▶ **SHORT EXERCISE**:
Find the line containing "of the green". Reproduce it and every line after it up to the end of the records, exactly as written.

[Excerpts of location labeling data]
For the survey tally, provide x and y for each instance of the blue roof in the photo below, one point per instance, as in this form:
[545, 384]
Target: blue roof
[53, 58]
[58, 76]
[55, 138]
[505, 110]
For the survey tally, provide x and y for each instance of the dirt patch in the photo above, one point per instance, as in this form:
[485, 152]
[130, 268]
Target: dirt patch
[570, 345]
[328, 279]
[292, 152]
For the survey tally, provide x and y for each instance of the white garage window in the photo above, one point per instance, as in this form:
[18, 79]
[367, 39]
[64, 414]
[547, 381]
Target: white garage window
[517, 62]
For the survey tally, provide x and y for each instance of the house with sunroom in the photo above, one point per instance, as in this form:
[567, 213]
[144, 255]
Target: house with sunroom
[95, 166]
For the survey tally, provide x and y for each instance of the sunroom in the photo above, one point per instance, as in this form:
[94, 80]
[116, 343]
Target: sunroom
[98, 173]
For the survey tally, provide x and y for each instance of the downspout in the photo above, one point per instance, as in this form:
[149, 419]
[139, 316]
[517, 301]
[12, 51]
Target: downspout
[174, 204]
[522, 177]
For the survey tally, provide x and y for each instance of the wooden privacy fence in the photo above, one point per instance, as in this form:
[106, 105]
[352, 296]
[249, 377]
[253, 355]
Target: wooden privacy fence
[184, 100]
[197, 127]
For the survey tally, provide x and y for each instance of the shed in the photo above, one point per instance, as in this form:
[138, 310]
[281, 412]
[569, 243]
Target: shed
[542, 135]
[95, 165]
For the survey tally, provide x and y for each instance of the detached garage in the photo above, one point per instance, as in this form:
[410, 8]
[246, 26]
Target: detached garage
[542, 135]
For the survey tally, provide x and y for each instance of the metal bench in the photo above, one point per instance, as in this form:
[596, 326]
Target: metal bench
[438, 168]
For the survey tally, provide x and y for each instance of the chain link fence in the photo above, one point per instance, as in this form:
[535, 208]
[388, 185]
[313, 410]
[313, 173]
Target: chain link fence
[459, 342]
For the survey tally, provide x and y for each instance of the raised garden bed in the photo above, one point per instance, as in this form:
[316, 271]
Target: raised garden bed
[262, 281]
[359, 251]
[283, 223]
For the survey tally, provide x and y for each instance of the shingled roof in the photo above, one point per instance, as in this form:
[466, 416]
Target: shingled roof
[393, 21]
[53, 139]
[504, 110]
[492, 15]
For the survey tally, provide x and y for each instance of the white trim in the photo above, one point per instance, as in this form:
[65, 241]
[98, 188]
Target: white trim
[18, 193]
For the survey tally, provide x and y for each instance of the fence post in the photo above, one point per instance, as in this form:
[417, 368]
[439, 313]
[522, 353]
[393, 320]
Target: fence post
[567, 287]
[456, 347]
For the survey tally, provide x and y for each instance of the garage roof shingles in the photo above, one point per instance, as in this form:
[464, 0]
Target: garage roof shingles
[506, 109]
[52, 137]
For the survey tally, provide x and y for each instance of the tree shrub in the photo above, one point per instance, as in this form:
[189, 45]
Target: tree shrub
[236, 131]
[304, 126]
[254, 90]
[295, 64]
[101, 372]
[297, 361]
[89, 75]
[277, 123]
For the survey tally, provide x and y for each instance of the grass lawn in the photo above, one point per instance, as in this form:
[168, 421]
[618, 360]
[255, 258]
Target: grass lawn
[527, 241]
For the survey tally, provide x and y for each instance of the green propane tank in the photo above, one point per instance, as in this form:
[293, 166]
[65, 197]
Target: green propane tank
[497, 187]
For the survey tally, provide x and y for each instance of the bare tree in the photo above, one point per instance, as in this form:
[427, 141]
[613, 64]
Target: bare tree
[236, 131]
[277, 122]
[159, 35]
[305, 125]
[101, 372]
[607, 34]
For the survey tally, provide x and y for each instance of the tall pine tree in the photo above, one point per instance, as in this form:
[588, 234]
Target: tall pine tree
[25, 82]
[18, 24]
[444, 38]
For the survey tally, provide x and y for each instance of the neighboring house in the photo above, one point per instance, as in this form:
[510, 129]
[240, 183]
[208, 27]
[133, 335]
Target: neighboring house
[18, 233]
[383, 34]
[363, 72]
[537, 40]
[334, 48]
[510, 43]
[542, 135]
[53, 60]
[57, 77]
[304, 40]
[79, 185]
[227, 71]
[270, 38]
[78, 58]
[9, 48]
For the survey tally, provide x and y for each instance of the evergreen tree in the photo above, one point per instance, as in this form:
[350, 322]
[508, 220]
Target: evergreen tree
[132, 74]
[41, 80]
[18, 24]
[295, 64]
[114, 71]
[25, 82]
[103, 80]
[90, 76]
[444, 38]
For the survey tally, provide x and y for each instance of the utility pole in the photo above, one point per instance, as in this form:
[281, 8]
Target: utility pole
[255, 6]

▶ **EXPECTED ANSWER**:
For the survey tally, provide x and y for each instance of the green propane tank in the photo above, one point per instance, as in this form:
[293, 166]
[65, 197]
Target: green propane tank
[497, 187]
For the survey tally, provide x and y for each instance of the bare tree in the photo above, one point per instance, as in this form:
[427, 141]
[613, 64]
Target: bare tree
[236, 131]
[277, 122]
[159, 35]
[305, 125]
[101, 372]
[607, 34]
For the survey tally, provide x and y for each instance of the tall pine tree in the photo above, one point per instance, as in this form:
[588, 234]
Target: tall pine tree
[25, 82]
[18, 24]
[444, 38]
For the survey tally, provide x and y for each instance of the neighboring house in the photo above, one point per instance, as in this form:
[510, 129]
[240, 183]
[208, 27]
[133, 335]
Target: neighboring house
[18, 233]
[383, 34]
[363, 72]
[537, 40]
[334, 48]
[510, 43]
[542, 135]
[53, 60]
[57, 77]
[304, 40]
[79, 185]
[227, 71]
[270, 38]
[78, 58]
[9, 48]
For the survey tally, provide x and y for each instance of the evergreen tree in the photo above, one point per instance, as in this form:
[350, 322]
[508, 220]
Target: evergreen tree
[132, 74]
[41, 80]
[18, 24]
[295, 64]
[114, 71]
[25, 82]
[103, 80]
[90, 76]
[444, 38]
For the survey tally, provide x and y for each instance of the utility pole in the photo above, one point per instance, as in this form:
[281, 8]
Target: utility pole
[255, 6]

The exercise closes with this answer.